┌────────
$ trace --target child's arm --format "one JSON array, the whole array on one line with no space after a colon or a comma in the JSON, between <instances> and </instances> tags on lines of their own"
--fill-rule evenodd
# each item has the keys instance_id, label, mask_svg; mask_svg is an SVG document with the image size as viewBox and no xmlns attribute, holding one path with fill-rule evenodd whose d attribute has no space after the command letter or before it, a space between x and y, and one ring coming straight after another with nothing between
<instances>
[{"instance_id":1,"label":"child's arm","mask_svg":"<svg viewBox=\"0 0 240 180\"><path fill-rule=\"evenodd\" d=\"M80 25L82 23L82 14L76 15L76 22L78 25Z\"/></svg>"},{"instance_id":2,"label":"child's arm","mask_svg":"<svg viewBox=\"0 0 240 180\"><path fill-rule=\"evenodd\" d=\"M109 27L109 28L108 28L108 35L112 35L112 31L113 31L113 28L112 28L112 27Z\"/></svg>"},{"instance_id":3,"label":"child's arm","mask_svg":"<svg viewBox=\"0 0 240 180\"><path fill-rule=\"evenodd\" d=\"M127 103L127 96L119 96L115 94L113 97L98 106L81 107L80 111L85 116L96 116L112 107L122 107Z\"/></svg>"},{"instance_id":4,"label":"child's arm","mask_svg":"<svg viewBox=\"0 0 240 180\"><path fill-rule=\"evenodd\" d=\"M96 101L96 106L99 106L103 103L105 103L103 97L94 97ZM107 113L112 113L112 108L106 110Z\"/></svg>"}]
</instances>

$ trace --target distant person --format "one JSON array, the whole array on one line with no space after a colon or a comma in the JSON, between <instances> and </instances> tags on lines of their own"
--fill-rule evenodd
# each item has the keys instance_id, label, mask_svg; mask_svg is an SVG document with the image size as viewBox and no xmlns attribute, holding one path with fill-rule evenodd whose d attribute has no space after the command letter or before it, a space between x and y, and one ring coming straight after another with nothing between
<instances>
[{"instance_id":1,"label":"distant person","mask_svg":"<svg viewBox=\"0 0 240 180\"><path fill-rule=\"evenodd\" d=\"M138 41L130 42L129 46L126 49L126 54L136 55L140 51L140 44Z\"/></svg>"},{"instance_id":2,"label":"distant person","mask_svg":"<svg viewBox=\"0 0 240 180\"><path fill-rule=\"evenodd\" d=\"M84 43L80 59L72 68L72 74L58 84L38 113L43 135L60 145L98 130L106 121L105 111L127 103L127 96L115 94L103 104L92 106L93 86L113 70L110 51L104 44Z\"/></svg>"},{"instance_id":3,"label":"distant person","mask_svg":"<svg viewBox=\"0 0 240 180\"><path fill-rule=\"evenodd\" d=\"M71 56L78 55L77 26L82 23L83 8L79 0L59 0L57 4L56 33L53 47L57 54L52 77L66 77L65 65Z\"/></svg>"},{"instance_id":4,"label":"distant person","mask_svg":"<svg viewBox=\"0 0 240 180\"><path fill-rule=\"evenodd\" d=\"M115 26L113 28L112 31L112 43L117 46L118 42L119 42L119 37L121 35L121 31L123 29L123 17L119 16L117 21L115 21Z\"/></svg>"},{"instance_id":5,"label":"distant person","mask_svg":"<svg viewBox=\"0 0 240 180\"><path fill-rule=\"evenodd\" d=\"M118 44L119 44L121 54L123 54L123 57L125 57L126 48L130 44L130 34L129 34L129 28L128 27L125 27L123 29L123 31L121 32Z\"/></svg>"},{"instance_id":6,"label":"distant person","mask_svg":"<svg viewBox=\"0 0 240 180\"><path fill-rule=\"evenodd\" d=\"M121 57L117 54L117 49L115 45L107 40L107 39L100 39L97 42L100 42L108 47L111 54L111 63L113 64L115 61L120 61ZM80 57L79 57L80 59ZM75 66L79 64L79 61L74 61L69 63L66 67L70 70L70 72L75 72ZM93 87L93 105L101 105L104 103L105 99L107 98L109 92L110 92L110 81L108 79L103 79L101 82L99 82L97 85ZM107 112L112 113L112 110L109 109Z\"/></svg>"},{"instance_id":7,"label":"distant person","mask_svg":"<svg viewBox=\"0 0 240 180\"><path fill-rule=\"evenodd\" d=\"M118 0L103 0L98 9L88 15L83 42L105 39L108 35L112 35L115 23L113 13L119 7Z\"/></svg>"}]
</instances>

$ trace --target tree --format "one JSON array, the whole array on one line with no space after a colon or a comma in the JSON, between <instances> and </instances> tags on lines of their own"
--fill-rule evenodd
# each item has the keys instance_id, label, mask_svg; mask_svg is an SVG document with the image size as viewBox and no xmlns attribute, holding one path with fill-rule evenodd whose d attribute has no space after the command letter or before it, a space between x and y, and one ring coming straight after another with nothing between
└────────
┌────────
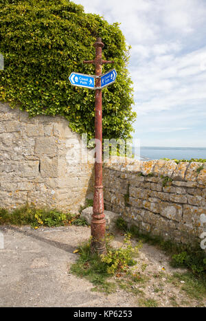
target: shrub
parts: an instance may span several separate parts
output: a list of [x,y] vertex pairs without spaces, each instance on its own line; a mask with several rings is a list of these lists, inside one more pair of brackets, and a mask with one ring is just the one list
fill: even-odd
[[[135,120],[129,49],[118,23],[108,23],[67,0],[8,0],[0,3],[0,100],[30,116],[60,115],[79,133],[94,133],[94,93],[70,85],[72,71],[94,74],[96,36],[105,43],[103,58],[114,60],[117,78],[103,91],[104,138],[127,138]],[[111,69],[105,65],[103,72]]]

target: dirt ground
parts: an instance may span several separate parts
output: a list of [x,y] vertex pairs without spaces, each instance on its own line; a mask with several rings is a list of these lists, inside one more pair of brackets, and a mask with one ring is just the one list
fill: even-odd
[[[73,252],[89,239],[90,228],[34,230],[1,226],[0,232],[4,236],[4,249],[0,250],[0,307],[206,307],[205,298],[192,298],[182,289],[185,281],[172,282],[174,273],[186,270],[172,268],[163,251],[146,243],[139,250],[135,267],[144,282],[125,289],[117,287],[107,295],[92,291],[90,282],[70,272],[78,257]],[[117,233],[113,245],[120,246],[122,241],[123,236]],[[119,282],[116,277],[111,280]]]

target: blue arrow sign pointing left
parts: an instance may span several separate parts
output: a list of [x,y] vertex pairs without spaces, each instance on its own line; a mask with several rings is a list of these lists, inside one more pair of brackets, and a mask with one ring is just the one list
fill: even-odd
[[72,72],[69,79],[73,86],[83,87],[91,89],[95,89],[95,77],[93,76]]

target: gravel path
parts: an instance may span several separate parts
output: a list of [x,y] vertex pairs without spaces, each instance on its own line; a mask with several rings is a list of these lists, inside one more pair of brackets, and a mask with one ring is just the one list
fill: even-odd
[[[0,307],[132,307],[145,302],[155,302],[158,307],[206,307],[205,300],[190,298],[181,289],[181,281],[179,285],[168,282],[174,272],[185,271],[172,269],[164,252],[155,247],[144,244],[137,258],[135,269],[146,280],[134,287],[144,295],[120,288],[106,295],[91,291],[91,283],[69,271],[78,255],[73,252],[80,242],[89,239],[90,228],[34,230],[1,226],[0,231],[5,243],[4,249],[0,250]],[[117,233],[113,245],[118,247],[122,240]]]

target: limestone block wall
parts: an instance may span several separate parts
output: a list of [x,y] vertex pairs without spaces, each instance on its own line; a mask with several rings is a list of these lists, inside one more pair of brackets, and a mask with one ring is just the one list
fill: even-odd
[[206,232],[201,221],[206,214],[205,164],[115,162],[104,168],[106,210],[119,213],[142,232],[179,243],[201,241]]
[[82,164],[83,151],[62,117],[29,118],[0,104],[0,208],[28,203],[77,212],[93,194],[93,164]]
└────────
┌────────
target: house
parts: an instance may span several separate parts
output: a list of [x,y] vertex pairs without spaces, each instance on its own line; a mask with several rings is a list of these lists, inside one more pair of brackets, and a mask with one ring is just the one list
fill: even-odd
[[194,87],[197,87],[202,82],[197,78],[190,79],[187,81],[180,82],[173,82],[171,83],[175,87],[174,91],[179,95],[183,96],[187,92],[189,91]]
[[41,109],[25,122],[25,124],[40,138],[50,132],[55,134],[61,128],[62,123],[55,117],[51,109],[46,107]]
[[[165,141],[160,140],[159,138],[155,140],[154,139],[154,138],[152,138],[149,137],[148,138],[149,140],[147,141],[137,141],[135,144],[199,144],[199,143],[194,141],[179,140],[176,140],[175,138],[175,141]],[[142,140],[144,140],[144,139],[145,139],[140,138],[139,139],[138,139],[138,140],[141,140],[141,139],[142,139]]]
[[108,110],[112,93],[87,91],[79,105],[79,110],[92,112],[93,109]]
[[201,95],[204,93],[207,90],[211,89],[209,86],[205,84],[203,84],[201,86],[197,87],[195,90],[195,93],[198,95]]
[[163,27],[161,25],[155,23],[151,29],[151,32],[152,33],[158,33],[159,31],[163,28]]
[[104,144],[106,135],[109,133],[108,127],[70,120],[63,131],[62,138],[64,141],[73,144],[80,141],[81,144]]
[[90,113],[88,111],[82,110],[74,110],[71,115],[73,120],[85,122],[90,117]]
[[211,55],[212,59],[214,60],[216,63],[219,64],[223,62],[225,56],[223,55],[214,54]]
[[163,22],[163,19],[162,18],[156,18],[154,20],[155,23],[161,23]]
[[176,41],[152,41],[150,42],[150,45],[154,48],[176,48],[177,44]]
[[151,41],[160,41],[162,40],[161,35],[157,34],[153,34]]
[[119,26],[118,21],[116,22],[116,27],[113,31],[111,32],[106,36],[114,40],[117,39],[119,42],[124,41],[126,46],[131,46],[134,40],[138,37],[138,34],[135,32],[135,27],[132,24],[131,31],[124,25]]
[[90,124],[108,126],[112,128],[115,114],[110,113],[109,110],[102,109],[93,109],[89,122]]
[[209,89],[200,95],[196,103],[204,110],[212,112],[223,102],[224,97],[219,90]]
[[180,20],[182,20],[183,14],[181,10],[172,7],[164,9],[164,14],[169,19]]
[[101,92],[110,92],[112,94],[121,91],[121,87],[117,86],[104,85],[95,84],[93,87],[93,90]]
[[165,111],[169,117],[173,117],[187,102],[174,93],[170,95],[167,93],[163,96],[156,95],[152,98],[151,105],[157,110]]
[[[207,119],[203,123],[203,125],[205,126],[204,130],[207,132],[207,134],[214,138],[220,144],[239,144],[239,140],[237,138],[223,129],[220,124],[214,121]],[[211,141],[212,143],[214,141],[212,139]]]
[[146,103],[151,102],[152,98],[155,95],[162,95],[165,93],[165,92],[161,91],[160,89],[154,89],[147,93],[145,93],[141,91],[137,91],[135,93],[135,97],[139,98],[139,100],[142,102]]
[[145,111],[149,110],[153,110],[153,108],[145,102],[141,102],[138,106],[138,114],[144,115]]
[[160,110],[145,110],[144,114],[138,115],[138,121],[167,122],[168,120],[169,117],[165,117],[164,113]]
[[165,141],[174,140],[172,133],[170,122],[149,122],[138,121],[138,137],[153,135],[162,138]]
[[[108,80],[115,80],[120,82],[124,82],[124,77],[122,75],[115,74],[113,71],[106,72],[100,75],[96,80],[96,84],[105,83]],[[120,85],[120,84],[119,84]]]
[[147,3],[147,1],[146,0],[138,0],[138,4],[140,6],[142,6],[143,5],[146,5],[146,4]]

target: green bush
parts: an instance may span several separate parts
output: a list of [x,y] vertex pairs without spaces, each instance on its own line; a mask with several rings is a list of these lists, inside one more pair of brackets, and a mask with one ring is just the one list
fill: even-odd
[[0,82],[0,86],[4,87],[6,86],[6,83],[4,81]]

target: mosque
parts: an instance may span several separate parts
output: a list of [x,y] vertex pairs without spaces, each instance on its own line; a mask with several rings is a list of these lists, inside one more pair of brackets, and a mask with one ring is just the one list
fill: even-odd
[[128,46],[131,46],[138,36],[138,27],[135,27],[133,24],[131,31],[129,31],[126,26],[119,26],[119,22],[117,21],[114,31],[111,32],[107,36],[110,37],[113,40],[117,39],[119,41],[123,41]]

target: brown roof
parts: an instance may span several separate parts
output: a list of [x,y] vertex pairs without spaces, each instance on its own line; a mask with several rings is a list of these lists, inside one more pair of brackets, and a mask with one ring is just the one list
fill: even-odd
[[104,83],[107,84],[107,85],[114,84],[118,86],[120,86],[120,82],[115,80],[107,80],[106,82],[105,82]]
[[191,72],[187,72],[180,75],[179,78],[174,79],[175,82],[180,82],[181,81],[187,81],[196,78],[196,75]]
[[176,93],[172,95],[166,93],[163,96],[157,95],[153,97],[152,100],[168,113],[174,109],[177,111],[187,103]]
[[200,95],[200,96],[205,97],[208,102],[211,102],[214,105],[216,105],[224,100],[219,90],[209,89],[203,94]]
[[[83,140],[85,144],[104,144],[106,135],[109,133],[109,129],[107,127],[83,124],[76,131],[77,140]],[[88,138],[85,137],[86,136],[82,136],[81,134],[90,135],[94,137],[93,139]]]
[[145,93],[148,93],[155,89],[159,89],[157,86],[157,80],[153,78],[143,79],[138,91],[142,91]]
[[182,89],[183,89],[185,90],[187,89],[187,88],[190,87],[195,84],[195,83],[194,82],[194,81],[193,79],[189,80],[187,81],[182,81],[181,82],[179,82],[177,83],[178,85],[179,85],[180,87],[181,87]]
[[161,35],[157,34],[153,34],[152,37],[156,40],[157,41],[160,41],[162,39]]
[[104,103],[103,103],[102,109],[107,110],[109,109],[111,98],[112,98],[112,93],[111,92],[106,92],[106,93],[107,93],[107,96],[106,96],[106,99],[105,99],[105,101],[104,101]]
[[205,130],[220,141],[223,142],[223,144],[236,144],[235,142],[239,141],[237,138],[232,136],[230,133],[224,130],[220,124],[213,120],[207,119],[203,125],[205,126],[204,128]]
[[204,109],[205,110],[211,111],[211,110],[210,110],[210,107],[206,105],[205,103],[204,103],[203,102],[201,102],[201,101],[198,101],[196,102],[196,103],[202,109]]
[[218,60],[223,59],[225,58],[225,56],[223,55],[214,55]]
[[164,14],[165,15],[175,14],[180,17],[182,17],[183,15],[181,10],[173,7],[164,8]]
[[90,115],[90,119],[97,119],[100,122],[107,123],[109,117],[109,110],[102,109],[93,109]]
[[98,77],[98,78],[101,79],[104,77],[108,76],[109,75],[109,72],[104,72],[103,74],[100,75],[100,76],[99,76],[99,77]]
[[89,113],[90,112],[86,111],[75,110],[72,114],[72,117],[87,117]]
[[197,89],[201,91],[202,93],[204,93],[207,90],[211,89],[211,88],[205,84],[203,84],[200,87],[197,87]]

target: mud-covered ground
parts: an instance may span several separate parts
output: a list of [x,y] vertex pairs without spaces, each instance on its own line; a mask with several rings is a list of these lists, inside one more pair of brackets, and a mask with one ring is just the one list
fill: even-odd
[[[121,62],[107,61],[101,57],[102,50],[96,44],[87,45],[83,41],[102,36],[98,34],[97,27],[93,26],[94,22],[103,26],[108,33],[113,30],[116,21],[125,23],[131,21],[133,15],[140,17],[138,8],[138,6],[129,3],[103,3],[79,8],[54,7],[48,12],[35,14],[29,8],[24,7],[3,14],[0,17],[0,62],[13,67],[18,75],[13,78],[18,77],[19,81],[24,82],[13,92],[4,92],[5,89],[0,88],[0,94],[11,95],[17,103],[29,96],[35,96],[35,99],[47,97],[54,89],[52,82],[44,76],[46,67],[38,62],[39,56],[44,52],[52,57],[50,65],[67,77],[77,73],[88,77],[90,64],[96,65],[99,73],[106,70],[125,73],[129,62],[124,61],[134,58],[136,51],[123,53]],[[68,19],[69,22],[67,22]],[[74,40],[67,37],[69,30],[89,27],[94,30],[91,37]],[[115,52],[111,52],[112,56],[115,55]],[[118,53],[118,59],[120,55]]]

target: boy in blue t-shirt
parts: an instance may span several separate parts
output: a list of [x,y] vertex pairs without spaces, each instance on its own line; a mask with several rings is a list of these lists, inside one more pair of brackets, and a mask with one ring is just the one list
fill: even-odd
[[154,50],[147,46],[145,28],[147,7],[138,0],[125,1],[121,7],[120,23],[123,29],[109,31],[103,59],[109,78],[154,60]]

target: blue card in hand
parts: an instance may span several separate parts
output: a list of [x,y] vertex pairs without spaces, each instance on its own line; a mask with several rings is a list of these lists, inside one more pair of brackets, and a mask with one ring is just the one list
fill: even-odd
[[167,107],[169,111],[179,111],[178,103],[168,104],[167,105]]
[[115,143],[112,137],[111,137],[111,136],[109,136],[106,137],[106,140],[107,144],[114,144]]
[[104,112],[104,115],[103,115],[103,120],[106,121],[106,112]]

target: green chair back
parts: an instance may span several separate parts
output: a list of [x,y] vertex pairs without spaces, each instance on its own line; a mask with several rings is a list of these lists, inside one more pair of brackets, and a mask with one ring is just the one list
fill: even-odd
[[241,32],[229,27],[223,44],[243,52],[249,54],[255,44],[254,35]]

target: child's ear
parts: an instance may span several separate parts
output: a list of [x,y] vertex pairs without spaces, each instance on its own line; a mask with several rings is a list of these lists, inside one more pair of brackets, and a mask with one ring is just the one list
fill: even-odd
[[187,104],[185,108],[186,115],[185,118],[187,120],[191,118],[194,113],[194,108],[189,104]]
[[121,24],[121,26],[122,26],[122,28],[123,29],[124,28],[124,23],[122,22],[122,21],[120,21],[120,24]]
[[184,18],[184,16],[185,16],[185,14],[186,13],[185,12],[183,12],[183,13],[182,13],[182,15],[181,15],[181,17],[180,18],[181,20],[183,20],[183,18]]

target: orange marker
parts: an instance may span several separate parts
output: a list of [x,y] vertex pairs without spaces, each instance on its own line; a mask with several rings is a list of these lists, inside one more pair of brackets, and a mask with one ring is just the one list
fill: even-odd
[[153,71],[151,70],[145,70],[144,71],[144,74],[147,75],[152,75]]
└────────
**EXERCISE INSTRUCTIONS:** Rewrite the records from the line with "target: green bush" to the line with "[[0,82],[0,86],[4,87],[6,86],[6,83],[4,81]]", putting "hedge" in place of "green bush" and changing nothing else. Return only those lines.

**FULL RESPONSE:**
target: hedge
parts: an instance may span several separate parts
output: a list of [x,y] vertex pairs without spaces, each instance on its own line; a mask with several rings is a list of these lists, inside one more pair of brackets, and a mask with one ring is just the one list
fill: even-odd
[[0,82],[0,86],[4,87],[6,86],[6,83],[4,81]]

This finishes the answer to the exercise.